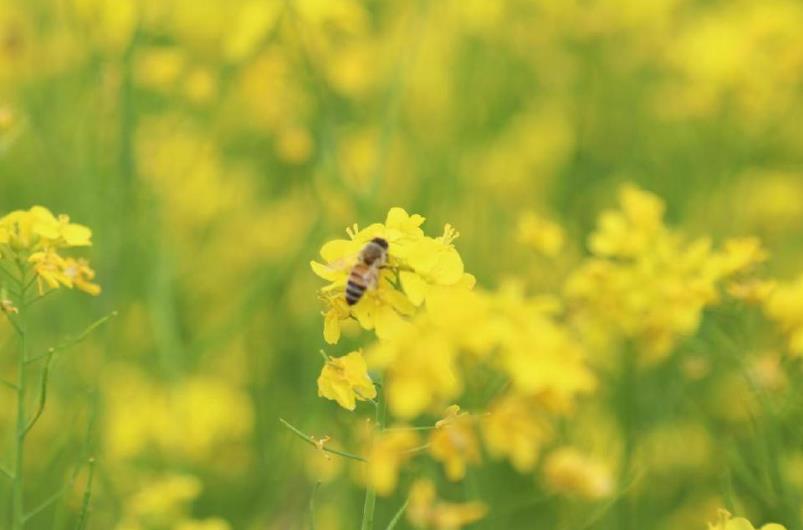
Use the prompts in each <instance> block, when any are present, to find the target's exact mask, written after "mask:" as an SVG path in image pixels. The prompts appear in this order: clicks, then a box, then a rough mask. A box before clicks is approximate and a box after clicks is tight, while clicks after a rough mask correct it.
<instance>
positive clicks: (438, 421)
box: [429, 405, 480, 481]
mask: <svg viewBox="0 0 803 530" xmlns="http://www.w3.org/2000/svg"><path fill="white" fill-rule="evenodd" d="M429 452H430V454H431V455H432V457H433V458H434V459H435V460H438V461H440V462H441V463H442V464H443V466H444V468H445V470H446V476H447V477H448V478H449V480H452V481H458V480H462V479H463V477H465V476H466V466H467V465H468V464H469V463H471V464H476V463H478V462H479V461H480V447H479V442H478V441H477V436H476V435H475V434H474V420H473V418H472V417H471V416H470V415H469V414H467V413H465V412H462V413H461V412H460V407H459V406H457V405H451V406H450V407H449V408H448V409H446V414H445V416H444V418H443V419H442V420H439V421H438V422H437V423H436V424H435V430H434V431H432V434H431V435H430V438H429Z"/></svg>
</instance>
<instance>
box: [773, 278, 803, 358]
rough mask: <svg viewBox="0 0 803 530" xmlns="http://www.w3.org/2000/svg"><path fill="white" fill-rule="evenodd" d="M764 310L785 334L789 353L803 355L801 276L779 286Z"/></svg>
mask: <svg viewBox="0 0 803 530" xmlns="http://www.w3.org/2000/svg"><path fill="white" fill-rule="evenodd" d="M764 310H765V311H766V313H767V315H768V316H769V317H770V318H771V319H772V320H774V321H775V322H777V323H778V324H779V325H780V327H781V329H782V330H783V331H784V333H786V334H787V337H788V343H789V351H790V352H791V353H792V354H793V355H798V356H799V355H803V275H801V276H799V277H798V278H797V279H796V280H794V281H792V282H785V283H781V284H779V285H778V286H777V287H776V288H775V289H774V290H773V291H772V294H770V295H769V297H768V298H767V300H766V302H765V304H764Z"/></svg>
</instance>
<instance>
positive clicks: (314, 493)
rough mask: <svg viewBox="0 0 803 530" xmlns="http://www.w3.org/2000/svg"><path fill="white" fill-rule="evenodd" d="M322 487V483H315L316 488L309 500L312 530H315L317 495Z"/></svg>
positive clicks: (319, 482) (312, 489)
mask: <svg viewBox="0 0 803 530" xmlns="http://www.w3.org/2000/svg"><path fill="white" fill-rule="evenodd" d="M320 487H321V483H320V482H316V483H315V487H314V488H312V495H310V498H309V527H310V530H315V494H316V493H318V488H320Z"/></svg>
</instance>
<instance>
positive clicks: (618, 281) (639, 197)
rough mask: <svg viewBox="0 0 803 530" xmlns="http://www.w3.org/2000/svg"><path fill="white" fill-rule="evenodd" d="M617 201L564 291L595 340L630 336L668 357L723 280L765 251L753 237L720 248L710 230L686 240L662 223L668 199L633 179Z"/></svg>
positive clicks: (759, 244)
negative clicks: (636, 184) (712, 240)
mask: <svg viewBox="0 0 803 530" xmlns="http://www.w3.org/2000/svg"><path fill="white" fill-rule="evenodd" d="M619 201H620V209H619V210H612V211H607V212H604V213H603V214H602V215H601V216H600V219H599V223H598V226H597V229H596V231H595V232H594V233H593V234H591V237H590V238H589V247H590V250H591V253H592V257H590V258H589V259H588V260H586V262H585V263H583V264H581V265H580V267H579V268H578V269H577V270H575V271H574V272H573V273H572V274H571V276H570V277H569V279H568V280H567V282H566V286H565V296H566V299H567V303H568V304H569V310H570V312H571V314H572V318H573V320H574V323H575V325H576V326H578V327H579V328H580V329H582V330H583V331H584V332H585V335H586V336H587V337H588V338H589V339H590V340H591V341H592V342H595V344H596V345H597V346H601V345H608V344H611V343H613V342H616V341H617V340H618V339H631V340H633V341H635V342H636V343H637V344H638V346H639V347H640V348H642V349H643V350H644V351H645V352H646V353H647V354H648V355H651V356H653V357H662V356H665V355H666V354H667V353H668V352H669V351H670V350H671V349H672V348H673V347H674V345H675V344H676V343H677V341H678V339H680V338H682V337H686V336H689V335H691V334H693V333H694V331H696V330H697V328H698V326H699V324H700V319H701V316H702V311H703V309H704V308H705V307H707V306H709V305H712V304H715V303H717V302H718V301H719V300H720V288H721V287H722V286H723V283H724V282H725V281H726V280H729V279H732V278H734V277H736V276H737V275H739V274H741V273H745V272H747V271H749V269H750V268H751V267H753V266H754V265H756V264H759V263H761V262H762V261H764V260H765V259H766V253H765V252H764V251H763V249H762V248H761V245H760V243H759V242H758V241H757V240H755V239H740V240H731V241H728V242H726V243H725V245H724V246H723V247H722V248H721V249H714V248H712V245H711V242H710V241H709V240H708V239H705V238H701V239H697V240H694V241H687V240H686V239H684V238H683V237H682V236H681V235H680V234H678V233H676V232H673V231H672V230H670V229H669V228H668V227H667V226H666V225H665V224H664V221H663V213H664V203H663V201H661V199H660V198H658V197H657V196H655V195H653V194H651V193H649V192H646V191H644V190H641V189H639V188H636V187H634V186H630V185H628V186H625V187H624V188H622V190H621V192H620V195H619Z"/></svg>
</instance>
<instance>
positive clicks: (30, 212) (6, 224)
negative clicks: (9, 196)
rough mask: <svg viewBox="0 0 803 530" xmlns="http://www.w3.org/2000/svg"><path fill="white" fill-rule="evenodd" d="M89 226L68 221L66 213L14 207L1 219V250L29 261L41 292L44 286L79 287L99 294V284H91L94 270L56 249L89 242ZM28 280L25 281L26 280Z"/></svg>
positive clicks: (89, 267) (93, 294) (25, 262)
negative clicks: (6, 248) (2, 249)
mask: <svg viewBox="0 0 803 530" xmlns="http://www.w3.org/2000/svg"><path fill="white" fill-rule="evenodd" d="M91 238H92V232H91V231H90V230H89V228H87V227H85V226H83V225H79V224H75V223H71V222H70V218H69V217H68V216H67V215H59V216H58V217H57V216H55V215H53V213H51V212H50V210H48V209H47V208H44V207H42V206H34V207H32V208H31V209H30V210H27V211H26V210H15V211H13V212H11V213H9V214H7V215H5V216H3V217H2V218H0V245H6V246H7V249H8V251H3V252H0V256H1V257H3V258H6V259H11V258H15V259H16V260H17V261H18V264H20V263H26V264H29V265H30V267H31V268H32V269H33V271H34V273H35V278H36V280H37V283H38V286H39V292H40V293H42V292H44V290H45V287H48V288H50V289H56V288H58V287H60V286H64V287H68V288H70V289H72V288H73V287H77V288H78V289H80V290H82V291H84V292H87V293H89V294H92V295H97V294H100V286H98V285H97V284H94V283H92V280H93V279H94V277H95V271H93V270H92V268H91V267H90V266H89V262H87V261H86V260H84V259H75V258H71V257H67V258H65V257H63V256H61V255H60V254H59V253H58V250H59V249H63V248H70V247H83V246H89V245H91ZM26 281H27V280H26Z"/></svg>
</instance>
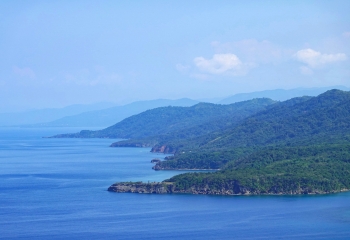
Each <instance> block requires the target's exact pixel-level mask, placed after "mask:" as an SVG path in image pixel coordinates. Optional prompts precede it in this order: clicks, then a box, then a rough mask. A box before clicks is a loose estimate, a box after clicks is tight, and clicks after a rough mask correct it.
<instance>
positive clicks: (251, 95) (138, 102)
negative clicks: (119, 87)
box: [0, 86, 350, 128]
mask: <svg viewBox="0 0 350 240" xmlns="http://www.w3.org/2000/svg"><path fill="white" fill-rule="evenodd" d="M333 88H337V89H340V90H350V89H348V88H346V87H343V86H336V87H325V88H298V89H290V90H283V89H276V90H266V91H260V92H252V93H240V94H235V95H233V96H231V97H227V98H224V99H222V100H220V99H201V100H191V99H186V98H184V99H178V100H167V99H158V100H150V101H138V102H134V103H131V104H127V105H123V106H116V105H115V104H113V103H96V104H89V105H82V104H76V105H71V106H68V107H65V108H50V109H40V110H32V111H25V112H15V113H0V126H21V127H82V128H90V127H91V128H99V127H100V128H104V127H108V126H111V125H113V124H116V123H118V122H120V121H122V120H123V119H125V118H127V117H130V116H132V115H135V114H138V113H141V112H143V111H146V110H149V109H153V108H157V107H164V106H192V105H194V104H196V103H198V102H203V101H204V102H211V103H218V104H231V103H235V102H241V101H246V100H251V99H254V98H270V99H272V100H277V101H284V100H287V99H290V98H293V97H300V96H304V95H308V96H316V95H318V94H320V93H322V92H325V91H326V90H329V89H333Z"/></svg>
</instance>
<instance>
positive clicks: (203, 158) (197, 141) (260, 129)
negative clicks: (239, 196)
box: [59, 90, 350, 194]
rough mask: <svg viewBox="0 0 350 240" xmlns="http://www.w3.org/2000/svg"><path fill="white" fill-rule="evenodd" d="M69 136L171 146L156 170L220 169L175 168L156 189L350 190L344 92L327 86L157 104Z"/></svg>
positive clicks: (252, 193) (162, 191)
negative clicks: (120, 118) (179, 174)
mask: <svg viewBox="0 0 350 240" xmlns="http://www.w3.org/2000/svg"><path fill="white" fill-rule="evenodd" d="M62 136H64V135H61V136H59V137H62ZM70 137H118V138H131V139H129V140H126V141H122V142H117V143H114V144H113V146H116V147H117V146H124V147H125V146H130V147H153V148H152V151H153V152H164V153H174V155H173V156H170V157H167V158H166V160H164V161H160V162H157V163H156V164H155V166H154V169H155V170H164V169H220V170H219V171H217V172H214V173H186V174H181V175H177V176H175V177H173V178H171V179H167V180H165V181H164V182H163V183H164V184H165V183H166V184H168V185H167V187H166V188H165V187H164V186H163V187H159V189H158V188H157V189H158V190H152V191H155V192H157V191H158V192H159V191H160V192H174V193H176V192H182V193H201V194H305V193H329V192H336V191H342V190H348V189H350V92H344V91H339V90H330V91H327V92H325V93H323V94H321V95H319V96H317V97H300V98H293V99H290V100H287V101H284V102H278V103H276V102H273V101H272V100H269V99H254V100H251V101H245V102H240V103H235V104H231V105H215V104H205V103H201V104H197V105H195V106H193V107H188V108H181V107H167V108H157V109H153V110H149V111H146V112H144V113H141V114H139V115H135V116H132V117H130V118H127V119H125V120H123V121H122V122H120V123H118V124H116V125H114V126H112V127H109V128H107V129H104V130H101V131H95V132H93V131H86V132H84V131H82V132H80V133H78V134H75V135H74V134H73V135H70ZM146 185H147V184H146ZM146 185H140V186H139V187H138V188H139V190H137V191H141V192H142V191H143V188H145V187H149V186H146ZM157 186H158V185H157ZM159 186H160V185H159ZM118 187H122V186H119V185H118V184H116V185H115V187H114V188H113V189H118ZM124 187H125V186H124ZM133 188H134V187H133ZM121 189H123V187H122V188H121ZM125 189H129V187H125ZM125 189H124V190H125ZM124 190H123V191H124ZM118 191H122V190H118ZM146 192H150V191H148V190H147V191H146Z"/></svg>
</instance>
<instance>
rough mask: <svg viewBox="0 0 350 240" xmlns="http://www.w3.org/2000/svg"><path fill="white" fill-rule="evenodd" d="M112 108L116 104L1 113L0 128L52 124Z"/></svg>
mask: <svg viewBox="0 0 350 240" xmlns="http://www.w3.org/2000/svg"><path fill="white" fill-rule="evenodd" d="M112 106H115V104H114V103H108V102H103V103H95V104H74V105H70V106H67V107H64V108H46V109H38V110H31V111H24V112H13V113H12V112H9V113H0V126H15V125H17V126H18V125H25V124H36V123H43V122H50V121H54V120H56V119H59V118H62V117H65V116H71V115H76V114H80V113H83V112H87V111H94V110H100V109H105V108H110V107H112Z"/></svg>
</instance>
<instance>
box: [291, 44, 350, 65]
mask: <svg viewBox="0 0 350 240" xmlns="http://www.w3.org/2000/svg"><path fill="white" fill-rule="evenodd" d="M294 57H295V58H296V59H297V60H298V61H300V62H302V63H306V64H307V65H308V66H309V67H311V68H317V67H322V66H323V65H325V64H328V63H334V62H339V61H345V60H346V59H347V56H346V55H345V54H344V53H337V54H322V53H320V52H317V51H315V50H313V49H310V48H308V49H303V50H299V51H298V52H296V53H295V54H294Z"/></svg>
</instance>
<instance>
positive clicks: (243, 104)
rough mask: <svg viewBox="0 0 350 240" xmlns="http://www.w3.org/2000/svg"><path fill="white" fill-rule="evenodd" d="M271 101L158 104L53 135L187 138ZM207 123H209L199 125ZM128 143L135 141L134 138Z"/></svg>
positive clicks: (122, 137) (196, 134) (104, 136)
mask: <svg viewBox="0 0 350 240" xmlns="http://www.w3.org/2000/svg"><path fill="white" fill-rule="evenodd" d="M273 103H275V101H273V100H271V99H266V98H263V99H253V100H250V101H245V102H239V103H234V104H230V105H218V104H211V103H199V104H196V105H194V106H192V107H161V108H155V109H151V110H147V111H145V112H143V113H140V114H137V115H134V116H131V117H128V118H126V119H124V120H123V121H121V122H119V123H117V124H115V125H113V126H111V127H108V128H106V129H103V130H99V131H88V130H83V131H81V132H79V133H74V134H61V135H57V136H54V137H77V138H93V137H99V138H131V139H143V140H142V141H141V142H142V144H143V143H144V144H150V143H153V142H154V139H145V138H150V137H153V136H157V139H158V137H159V136H162V137H164V138H166V137H167V136H173V134H174V135H178V136H179V138H181V137H180V136H183V138H187V137H190V136H198V135H203V134H206V133H208V132H211V131H214V130H220V129H221V128H222V125H227V124H234V123H236V122H238V121H240V120H243V119H244V118H246V117H247V116H250V115H252V114H254V113H256V112H259V111H261V110H264V109H266V107H267V106H269V105H271V104H273ZM225 119H227V120H225ZM207 123H210V124H208V125H206V127H202V126H204V124H207ZM198 126H199V127H198ZM184 129H192V131H191V132H189V131H184ZM170 134H172V135H170ZM136 142H137V141H136ZM132 143H133V144H134V145H135V141H134V140H133V142H132ZM118 144H120V143H118Z"/></svg>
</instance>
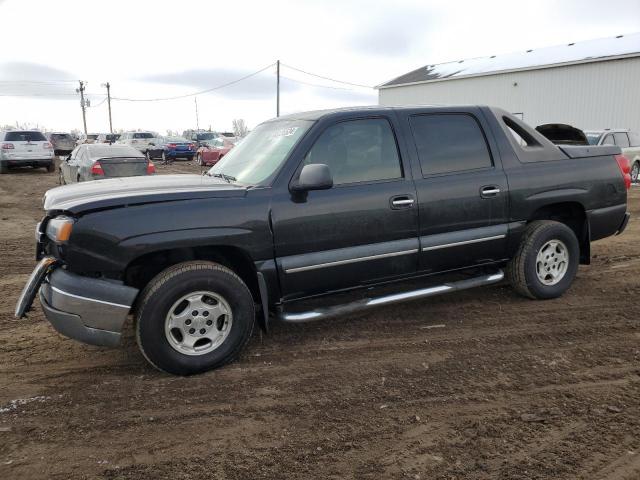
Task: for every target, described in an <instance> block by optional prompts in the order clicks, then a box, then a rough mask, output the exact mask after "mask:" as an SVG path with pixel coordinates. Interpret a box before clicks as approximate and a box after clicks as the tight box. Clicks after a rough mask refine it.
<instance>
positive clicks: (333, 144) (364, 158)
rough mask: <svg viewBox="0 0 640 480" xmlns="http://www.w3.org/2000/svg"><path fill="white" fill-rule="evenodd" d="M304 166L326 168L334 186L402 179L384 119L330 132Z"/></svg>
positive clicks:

──────

**The task:**
Gather every line of the data above that contains the word "approximate", and copy each such line in full.

**Output for this exercise:**
Use the prompts in each <instance> block, when any are present, to find the target's exact mask, written after "mask:" as an SVG path in image pixels. The prompts appear in this order: clicks, then a box, then a rough mask. A box before clicks is approximate and a box after clicks is tight, while clicks after a rough mask correct it.
Task: for every target, described in an <instance> block by optional prompts in the order clicks, then a box, then a rough mask, output the exact mask after "mask:" as an SVG path with pixel coordinates. Interpret a box before clicks as approximate and a box after clicks as the tight box. Clicks after a rough mask refine it.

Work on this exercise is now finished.